Scan the listing below. Report each line that includes "instance".

______________________________

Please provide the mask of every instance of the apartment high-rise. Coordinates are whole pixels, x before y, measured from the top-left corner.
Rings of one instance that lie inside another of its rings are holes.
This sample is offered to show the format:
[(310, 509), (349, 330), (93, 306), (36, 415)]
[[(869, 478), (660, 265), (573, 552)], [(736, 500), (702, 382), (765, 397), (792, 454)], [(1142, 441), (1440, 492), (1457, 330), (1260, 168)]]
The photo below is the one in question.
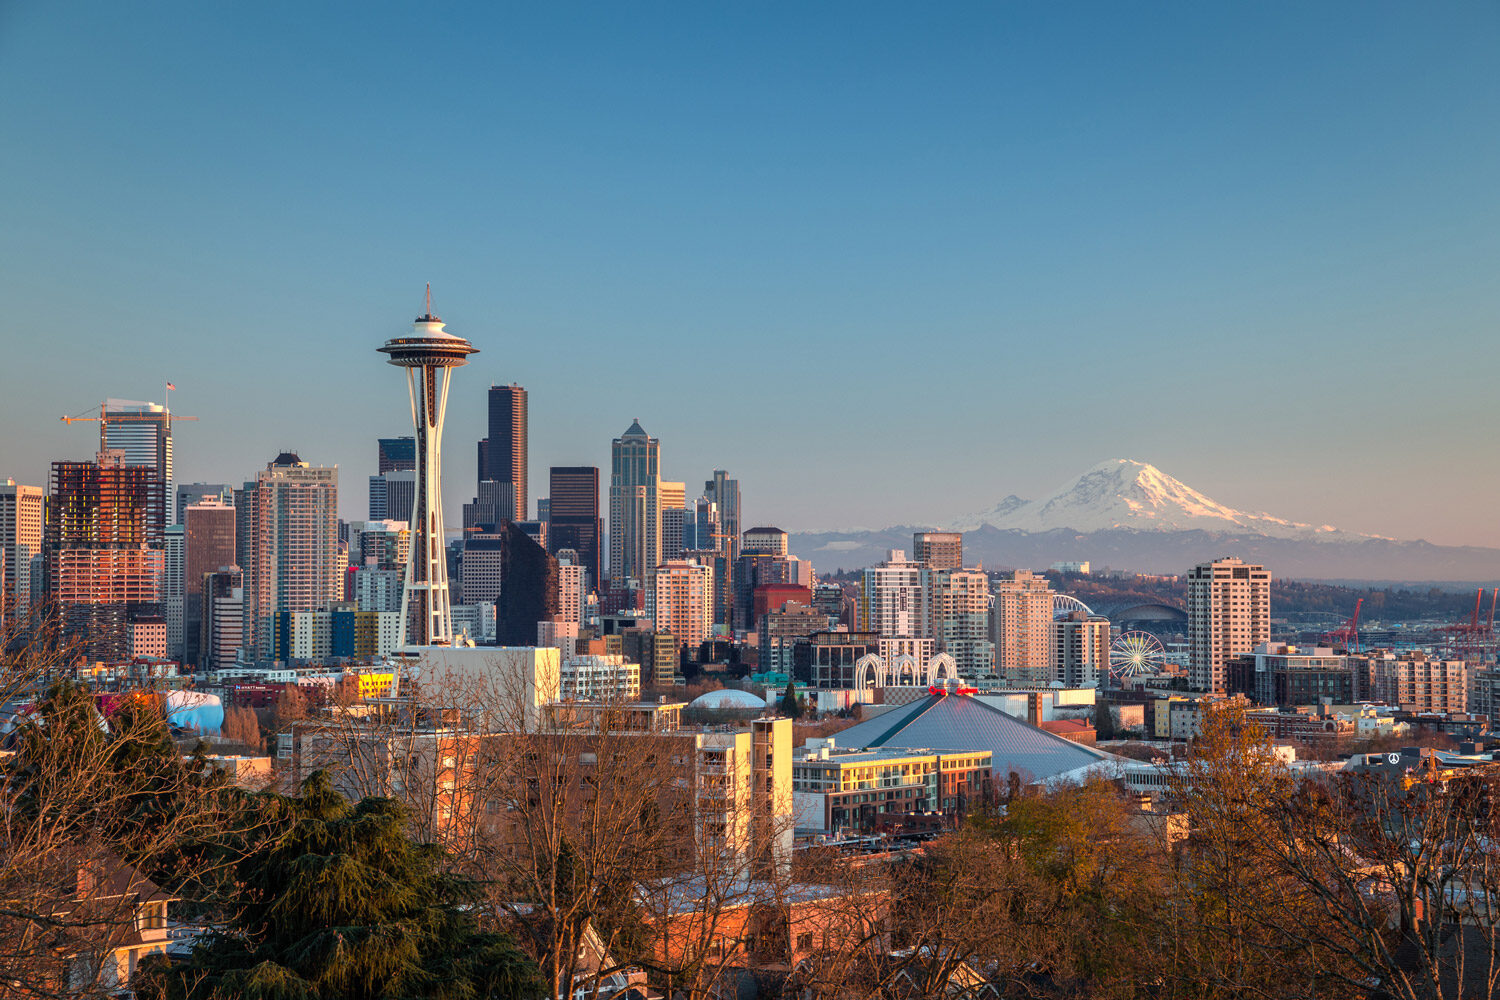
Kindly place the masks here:
[(990, 638), (990, 578), (977, 569), (936, 569), (928, 564), (932, 638), (969, 679), (995, 672)]
[(1229, 557), (1187, 574), (1188, 679), (1222, 694), (1225, 664), (1271, 638), (1271, 573)]
[(157, 583), (161, 620), (166, 628), (161, 655), (178, 661), (182, 659), (183, 541), (182, 525), (167, 525), (163, 533), (161, 580)]
[(489, 395), (489, 437), (479, 442), (479, 481), (509, 483), (515, 498), (511, 520), (524, 521), (530, 510), (526, 497), (527, 399), (521, 386), (492, 385)]
[(557, 616), (572, 625), (583, 624), (584, 568), (573, 549), (557, 552)]
[(189, 504), (183, 512), (182, 657), (203, 662), (203, 581), (235, 565), (235, 511), (220, 500)]
[(990, 637), (995, 643), (995, 673), (1002, 680), (1026, 685), (1052, 681), (1055, 596), (1046, 577), (1025, 569), (995, 584)]
[(931, 569), (964, 567), (964, 536), (957, 531), (918, 531), (911, 536), (911, 551)]
[(203, 576), (202, 624), (198, 630), (199, 666), (221, 668), (239, 658), (245, 634), (245, 591), (238, 566)]
[(271, 652), (278, 611), (315, 611), (341, 600), (346, 559), (339, 554), (339, 471), (282, 452), (236, 490), (236, 562), (244, 571), (243, 643)]
[(53, 462), (43, 533), (48, 589), (91, 660), (121, 660), (130, 621), (161, 613), (165, 509), (154, 466), (118, 451)]
[(1054, 680), (1098, 687), (1109, 674), (1109, 619), (1074, 611), (1052, 622)]
[(0, 482), (0, 623), (31, 607), (32, 567), (42, 554), (43, 496), (40, 486)]
[[(748, 547), (750, 533), (745, 534)], [(900, 549), (891, 549), (884, 562), (866, 568), (859, 587), (859, 631), (879, 632), (887, 639), (928, 637), (928, 572)]]
[(548, 474), (547, 547), (554, 555), (563, 549), (578, 553), (578, 564), (588, 574), (586, 587), (604, 582), (600, 562), (599, 470), (592, 465), (554, 465)]
[(671, 632), (678, 646), (696, 650), (713, 631), (714, 577), (708, 566), (673, 559), (656, 567), (646, 588), (646, 617)]
[(661, 561), (660, 488), (661, 442), (633, 420), (610, 448), (609, 578), (616, 588), (645, 584)]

______________________________

_Task result_.
Please provide the mask of every instance of the apartment high-rise. Coordinates are whole pixels, x before y, measured from the top-left corner.
Rings of one instance that lie inside another of its rings are holes.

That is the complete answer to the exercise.